Talking Teaching

June 3, 2014

more on moocs – go read this post!

Filed under: education — Tags: , , — alison @ 9:31 am

I wish I had more time, because then I could read even more articles and blogs and papers about the things that really interest me, like enhancing the quality of teaching and learning. And there’s some great stuff out there, including a post on Massive Open On-line Courses entitled “MOOCs, student engagement, and the value of contact.” It’s the lack of real interpersonal contact in MOOCs that’s one of their big limitations, from my perspective, and I think the post’s author nailed that concern in this comment:

I think most MOOCs are just textbooks for the Internet age. A brilliantly delivered lecture or a brilliantly written book are both good content delivery systems. But without interaction, feedback, and mutual accountability that is all they can be.

Just one reason to go over & read the full post by chemprofdave.


  1. Thanks for pointing out this blog post Alison. Here is the reply I posted in their blog. I thought I would post it here to share my perspective on this subject.

    I love your phrase ‘learning helper’, I’d always considered myself a learning facilitator. I teach also and while I can see your perspective, I’m concerned that we are falling back into the trap of stereotyping, a danger that we all know is incorrect.

    I have helped create 12 MOOCs now which have had over 500,000 enrolments (I do say enrolments, as we all know that MOOC enrolments does not equal participants!). However the majority of these students have gained a lot of knowledge. In saying that, they have learnt more than facts as in many cases they have had meaningful, social interactions with other students and the teaching staff. Not just during the courses, but afterwards as well, with many of these students being active in a community of practice on social media sites like FaceBook that continues after the course has closed.

PROMPT 1: Translate this sentence from the blog post on MOOCs into Spanish: "A brilliantly delivered lecture or a brilliantly written book are both good content delivery systems."
PROMPT 2:
Using the blog post on MOOCs, decide whether each statement agrees with it. Answer yes or no for each, and quote the words that settle it.
(a) The person who left the comment has helped create 12 MOOCs.
(b) The post was filed under technology.
(c) The commenter had always thought of themselves as a "learning helper."
PROMPT 3: Carry on writing the blog post on MOOCs, starting right after its last sentence.

Dataset items:
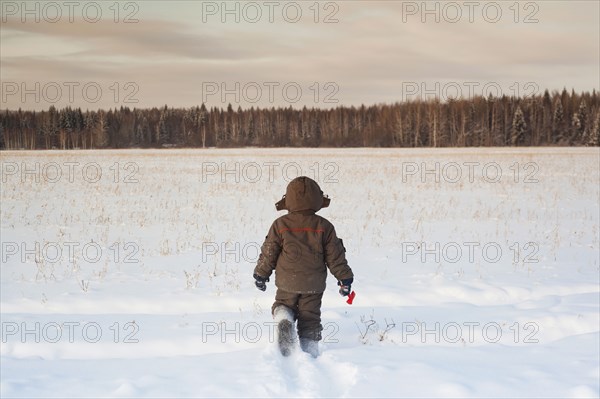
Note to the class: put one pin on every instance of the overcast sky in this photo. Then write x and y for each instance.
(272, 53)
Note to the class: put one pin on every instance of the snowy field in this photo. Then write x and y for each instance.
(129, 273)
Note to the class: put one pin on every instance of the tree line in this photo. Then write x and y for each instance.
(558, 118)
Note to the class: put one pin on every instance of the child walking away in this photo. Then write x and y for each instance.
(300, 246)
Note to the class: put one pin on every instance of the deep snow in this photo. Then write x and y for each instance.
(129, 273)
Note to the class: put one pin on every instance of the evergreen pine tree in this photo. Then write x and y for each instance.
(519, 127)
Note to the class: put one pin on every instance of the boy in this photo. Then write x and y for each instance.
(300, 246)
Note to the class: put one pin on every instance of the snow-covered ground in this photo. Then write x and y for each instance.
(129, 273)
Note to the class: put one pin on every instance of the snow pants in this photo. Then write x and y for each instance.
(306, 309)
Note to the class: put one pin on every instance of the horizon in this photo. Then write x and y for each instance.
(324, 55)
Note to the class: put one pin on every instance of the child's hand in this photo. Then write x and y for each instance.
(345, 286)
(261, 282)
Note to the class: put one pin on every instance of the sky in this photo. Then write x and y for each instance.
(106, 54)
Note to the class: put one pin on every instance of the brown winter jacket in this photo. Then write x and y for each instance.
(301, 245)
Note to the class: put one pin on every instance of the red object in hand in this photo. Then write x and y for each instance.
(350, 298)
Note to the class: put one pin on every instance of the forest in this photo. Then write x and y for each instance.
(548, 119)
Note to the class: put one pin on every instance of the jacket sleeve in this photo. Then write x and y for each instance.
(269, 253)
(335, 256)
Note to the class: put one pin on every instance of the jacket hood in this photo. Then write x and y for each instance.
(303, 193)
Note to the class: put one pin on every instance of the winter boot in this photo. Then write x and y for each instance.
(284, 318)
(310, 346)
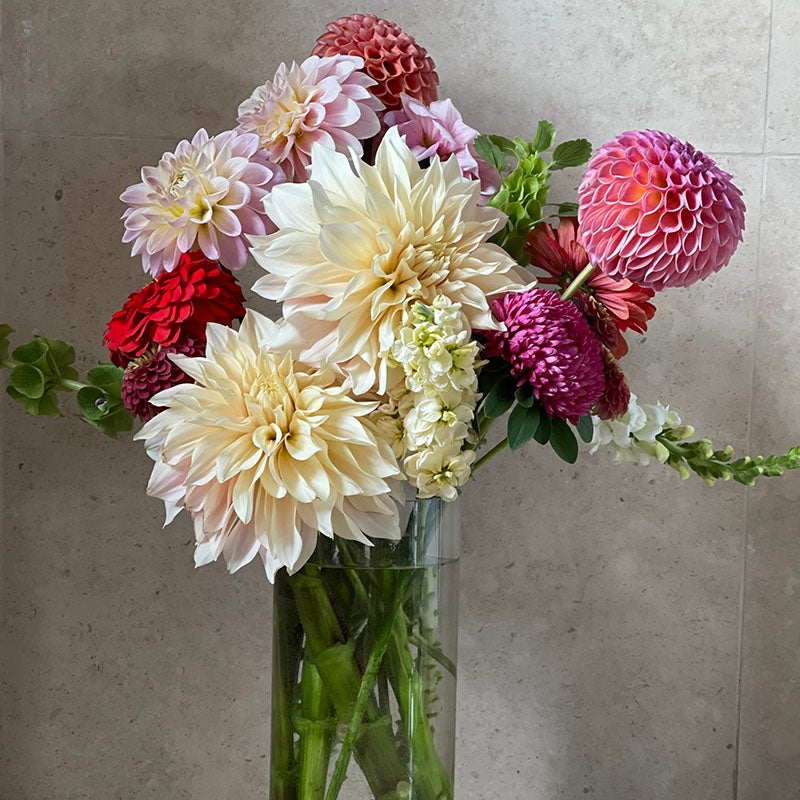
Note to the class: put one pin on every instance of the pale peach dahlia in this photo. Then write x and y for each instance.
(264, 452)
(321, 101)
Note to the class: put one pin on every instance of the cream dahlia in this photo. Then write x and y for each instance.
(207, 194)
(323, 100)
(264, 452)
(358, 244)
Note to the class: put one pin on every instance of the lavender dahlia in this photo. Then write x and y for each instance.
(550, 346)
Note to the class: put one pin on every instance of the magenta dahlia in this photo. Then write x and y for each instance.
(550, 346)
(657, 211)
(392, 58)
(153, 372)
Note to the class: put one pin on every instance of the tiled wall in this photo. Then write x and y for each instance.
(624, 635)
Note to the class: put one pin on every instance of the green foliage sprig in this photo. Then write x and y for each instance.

TASK OUTPUT 1: Una clase brillantemente impartida o un libro brillantemente escrito son ambos buenos sistemas de transmisión de contenidos.

TASK OUTPUT 2:
(a) Yes: "I have helped create 12 MOOCs now"
(b) No: "Filed under: education"
(c) No: "I’d always considered myself a learning facilitator"

TASK OUTPUT 3:
    I agree that there are MOOCs that have been created as content repositories and the teacher has been absent for the whole course. However I see face to face classes where the teacher might as well be absent as well, for all the active teaching they do, or the little learning that goes on.

    So in my view, MOOCs and ‘teaching’ are like a city. We all know there are some good suburbs where a thriving community of life, learning and liberty goes on. We also know that sadly, there are some suburbs we would not travel through (perhaps especially at night?) if we had the choice as they are not a nice/safe place to be.

    I think the challenge to us as educators is to work out how we can create a motivational and positive learning environment that will nurture learners to achieve their educational goals. This can be achieved in a MOOC as well as a classroom if we plan well and are inclusive of our learners.

    Comment by Peter Mellow (@kiwirip) — June 3, 2014 @ 12:30 pm

  2. I have recently completed, with distinction, a Learning To Teach Online MOOC run by Simon McIntyre and Negin Miriahi of the University of New South Wales. Those two bent over backwards to provide the personal touch over an eight week MOOC. They watched the discussion forums, had a system to pick up the most frequently asked questions, and each week commenced the next week’s activity with a video in which they addressed those common questions, usually by referring by name to the contributors. They encouraged the use of Facebook and Twitter, as well as the discussion forums. They frequently popped into the discussion forums to answer questions, although members of their team also did this. It was a big MOOC with over 20,000 originally enrolled, but around 4,000 actively completing by the end. To me, it was a great example of the potential of even a MOOC to encourage interpersonal contact. I have set up LinkedIn, Facebook or Twitter links with several of the most frequent contributors whose posts I had really enjoyed.

    Hope this might offset the original poster’s perspective, Ali! (Just popped in here to try and find one of your ‘design a plant’ blogs – did you blog on that? One of my colleagues is just back from a conference in London in which a biology lecturer was seeking ways to foster creative thinking for a new ecological environment, and your ‘design a plant’ came to mind. I want to pass it on.)